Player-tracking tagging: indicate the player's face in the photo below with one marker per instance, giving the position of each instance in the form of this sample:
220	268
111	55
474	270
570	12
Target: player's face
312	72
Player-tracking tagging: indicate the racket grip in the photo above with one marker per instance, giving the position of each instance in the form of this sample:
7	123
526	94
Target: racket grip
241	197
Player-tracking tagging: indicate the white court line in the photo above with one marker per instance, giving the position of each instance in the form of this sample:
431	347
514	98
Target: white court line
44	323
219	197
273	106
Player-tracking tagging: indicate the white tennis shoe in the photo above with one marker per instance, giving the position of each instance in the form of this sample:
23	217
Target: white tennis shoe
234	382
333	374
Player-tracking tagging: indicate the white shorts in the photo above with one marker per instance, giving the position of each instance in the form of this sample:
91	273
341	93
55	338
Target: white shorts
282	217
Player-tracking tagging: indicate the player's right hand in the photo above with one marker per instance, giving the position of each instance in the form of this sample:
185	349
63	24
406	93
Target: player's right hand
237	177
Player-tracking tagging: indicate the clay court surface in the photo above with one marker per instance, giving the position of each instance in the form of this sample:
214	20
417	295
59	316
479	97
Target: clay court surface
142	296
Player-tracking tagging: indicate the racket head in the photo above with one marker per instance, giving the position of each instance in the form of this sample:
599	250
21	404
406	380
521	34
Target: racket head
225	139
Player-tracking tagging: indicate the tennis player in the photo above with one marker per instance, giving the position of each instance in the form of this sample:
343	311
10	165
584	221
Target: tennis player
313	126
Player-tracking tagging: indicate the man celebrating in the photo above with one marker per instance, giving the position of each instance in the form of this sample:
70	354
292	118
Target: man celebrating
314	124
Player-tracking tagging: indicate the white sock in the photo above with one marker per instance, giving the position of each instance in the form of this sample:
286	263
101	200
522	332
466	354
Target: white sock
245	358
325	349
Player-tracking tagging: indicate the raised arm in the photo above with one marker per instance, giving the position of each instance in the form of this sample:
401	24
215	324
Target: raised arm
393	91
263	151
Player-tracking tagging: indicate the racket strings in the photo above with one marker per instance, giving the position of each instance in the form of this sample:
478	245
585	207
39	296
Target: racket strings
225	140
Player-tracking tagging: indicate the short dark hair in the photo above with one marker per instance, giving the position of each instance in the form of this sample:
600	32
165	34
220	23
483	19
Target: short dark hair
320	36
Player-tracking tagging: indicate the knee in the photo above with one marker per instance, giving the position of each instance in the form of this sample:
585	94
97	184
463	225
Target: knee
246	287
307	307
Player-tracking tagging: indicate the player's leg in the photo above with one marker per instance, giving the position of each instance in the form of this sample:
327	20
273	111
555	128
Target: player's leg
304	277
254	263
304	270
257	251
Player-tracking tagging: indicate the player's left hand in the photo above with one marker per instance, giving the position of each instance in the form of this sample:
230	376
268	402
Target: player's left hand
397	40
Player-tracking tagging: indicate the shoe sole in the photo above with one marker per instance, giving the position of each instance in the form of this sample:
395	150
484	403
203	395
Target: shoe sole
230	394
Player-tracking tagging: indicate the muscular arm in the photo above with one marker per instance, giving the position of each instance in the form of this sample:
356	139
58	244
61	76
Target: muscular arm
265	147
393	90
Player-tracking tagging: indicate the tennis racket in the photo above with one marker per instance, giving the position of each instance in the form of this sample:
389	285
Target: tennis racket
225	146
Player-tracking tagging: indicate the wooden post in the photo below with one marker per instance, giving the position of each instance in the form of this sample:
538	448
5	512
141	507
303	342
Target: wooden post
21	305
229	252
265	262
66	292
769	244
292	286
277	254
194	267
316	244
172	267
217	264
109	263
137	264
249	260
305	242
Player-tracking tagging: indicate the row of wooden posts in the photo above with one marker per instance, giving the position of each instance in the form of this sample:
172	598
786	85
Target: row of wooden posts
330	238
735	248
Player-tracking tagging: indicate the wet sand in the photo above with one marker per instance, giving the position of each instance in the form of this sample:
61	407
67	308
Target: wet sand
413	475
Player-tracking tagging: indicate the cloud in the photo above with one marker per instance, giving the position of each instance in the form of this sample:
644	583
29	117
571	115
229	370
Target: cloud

EXERCISE DETAILS:
Copy out the material word for word, from the line containing "Player-tracking tagging: indicate the tennis racket" through the end of the material.

RESULT OF THE EXERCISE:
Player-tracking tagging: indicate the tennis racket in the photo above with one marker per instance, giving the position of each instance in the form of this sample:
389	285
Target: tennis racket
225	146
Player-tracking tagging: indicate the wooden post in the photo below with one marker per instance, giving the position of each instance in the form of this sample:
538	448
5	512
141	507
303	342
Target: wooden post
21	305
229	252
265	262
66	292
769	244
292	286
277	254
194	267
316	244
172	267
217	264
109	263
137	264
249	260
305	242
Player-tracking tagging: indicate the row of wooden posts in the photo above with one marker per instance, giving the position of each instance in the form of this sample:
172	598
786	85
Target: row of wooden posts
330	238
735	248
Player-tracking tagging: indicate the wet sand in the photo above with one marker per instance, giving the position of each instance in the form of this sample:
61	407
67	308
Target: wet sand
413	475
Player-tracking tagging: indicate the cloud in the photo above with one marker per instance, giving the position of each instance in the form of this sample:
644	583
29	117
571	115
229	370
Target: cloud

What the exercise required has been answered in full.